━━ Entries provided

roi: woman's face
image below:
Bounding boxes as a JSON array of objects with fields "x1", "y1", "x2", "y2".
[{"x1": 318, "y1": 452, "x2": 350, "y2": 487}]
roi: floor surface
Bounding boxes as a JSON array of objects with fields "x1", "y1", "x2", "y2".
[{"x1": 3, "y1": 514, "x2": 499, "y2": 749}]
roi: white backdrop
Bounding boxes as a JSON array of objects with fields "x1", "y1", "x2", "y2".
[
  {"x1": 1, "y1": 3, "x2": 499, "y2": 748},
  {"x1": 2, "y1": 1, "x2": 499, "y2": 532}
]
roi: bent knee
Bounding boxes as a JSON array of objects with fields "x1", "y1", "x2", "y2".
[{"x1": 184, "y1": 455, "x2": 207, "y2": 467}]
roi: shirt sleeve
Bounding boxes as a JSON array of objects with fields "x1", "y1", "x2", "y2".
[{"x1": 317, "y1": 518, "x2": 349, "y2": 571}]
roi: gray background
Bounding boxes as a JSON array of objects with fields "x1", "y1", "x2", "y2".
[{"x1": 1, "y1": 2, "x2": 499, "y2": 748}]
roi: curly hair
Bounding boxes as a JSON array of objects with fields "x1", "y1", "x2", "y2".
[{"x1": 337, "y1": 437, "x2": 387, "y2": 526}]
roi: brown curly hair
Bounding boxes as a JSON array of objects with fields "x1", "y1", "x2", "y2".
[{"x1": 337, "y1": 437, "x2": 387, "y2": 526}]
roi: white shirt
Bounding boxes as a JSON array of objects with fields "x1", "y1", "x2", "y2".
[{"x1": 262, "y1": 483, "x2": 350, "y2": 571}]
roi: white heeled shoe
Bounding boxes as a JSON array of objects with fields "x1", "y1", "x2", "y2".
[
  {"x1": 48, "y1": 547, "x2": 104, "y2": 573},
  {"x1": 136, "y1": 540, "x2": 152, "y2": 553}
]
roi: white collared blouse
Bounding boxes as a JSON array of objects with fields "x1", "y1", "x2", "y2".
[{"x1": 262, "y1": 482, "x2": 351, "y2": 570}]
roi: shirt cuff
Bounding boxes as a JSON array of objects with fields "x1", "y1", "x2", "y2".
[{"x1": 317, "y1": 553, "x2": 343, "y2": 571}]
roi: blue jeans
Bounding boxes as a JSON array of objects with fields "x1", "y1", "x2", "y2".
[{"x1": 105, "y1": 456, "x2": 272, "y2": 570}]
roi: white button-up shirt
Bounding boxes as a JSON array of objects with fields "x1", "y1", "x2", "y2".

━━━━

# Task prompt
Every entry above must be returned word for word.

# Answer to this exercise
roi: woman's face
image below:
Bounding boxes as a JSON array of objects with fields "x1", "y1", "x2", "y2".
[{"x1": 318, "y1": 452, "x2": 350, "y2": 487}]
roi: floor surface
Bounding boxes as a JSON array of objects with fields "x1", "y1", "x2", "y2".
[{"x1": 3, "y1": 514, "x2": 499, "y2": 749}]
roi: white backdrop
Bounding boxes as a JSON array of objects with fields "x1", "y1", "x2", "y2".
[
  {"x1": 1, "y1": 3, "x2": 499, "y2": 748},
  {"x1": 2, "y1": 1, "x2": 499, "y2": 532}
]
roi: bent knee
Bounding boxes as a JSON array of objects with fields "x1", "y1", "x2", "y2".
[{"x1": 184, "y1": 455, "x2": 207, "y2": 467}]
roi: shirt sleeve
Bounding boxes as a JSON array of objects with fields "x1", "y1", "x2", "y2".
[{"x1": 317, "y1": 518, "x2": 349, "y2": 571}]
roi: gray background
Bounding boxes as a JSON array of objects with fields "x1", "y1", "x2", "y2".
[{"x1": 1, "y1": 2, "x2": 499, "y2": 748}]
roi: curly hair
Bounding boxes as a JSON array of objects with fields "x1", "y1", "x2", "y2".
[{"x1": 337, "y1": 437, "x2": 387, "y2": 526}]
roi: brown curly hair
Bounding boxes as a JSON array of objects with fields "x1", "y1", "x2", "y2".
[{"x1": 337, "y1": 437, "x2": 387, "y2": 526}]
roi: white shirt
Bounding boxes as a JSON array of objects with fields "x1", "y1", "x2", "y2".
[{"x1": 262, "y1": 483, "x2": 350, "y2": 571}]
roi: white heeled shoe
Bounding boxes as a JSON array of objects with fields "x1", "y1", "x2", "y2".
[
  {"x1": 48, "y1": 547, "x2": 104, "y2": 573},
  {"x1": 136, "y1": 540, "x2": 152, "y2": 553}
]
roi: white collared blouse
Bounding boxes as a JSON array of objects with fields "x1", "y1", "x2", "y2".
[{"x1": 262, "y1": 482, "x2": 351, "y2": 570}]
roi: shirt cuff
Bounding boxes as a JSON array of objects with fields "x1", "y1", "x2", "y2".
[{"x1": 317, "y1": 553, "x2": 343, "y2": 571}]
roi: blue jeans
Bounding boxes as a JSON array of objects with fields "x1", "y1", "x2", "y2".
[{"x1": 105, "y1": 456, "x2": 272, "y2": 570}]
roi: white button-up shirt
Bounding boxes as a JSON array of objects with fields "x1", "y1", "x2", "y2".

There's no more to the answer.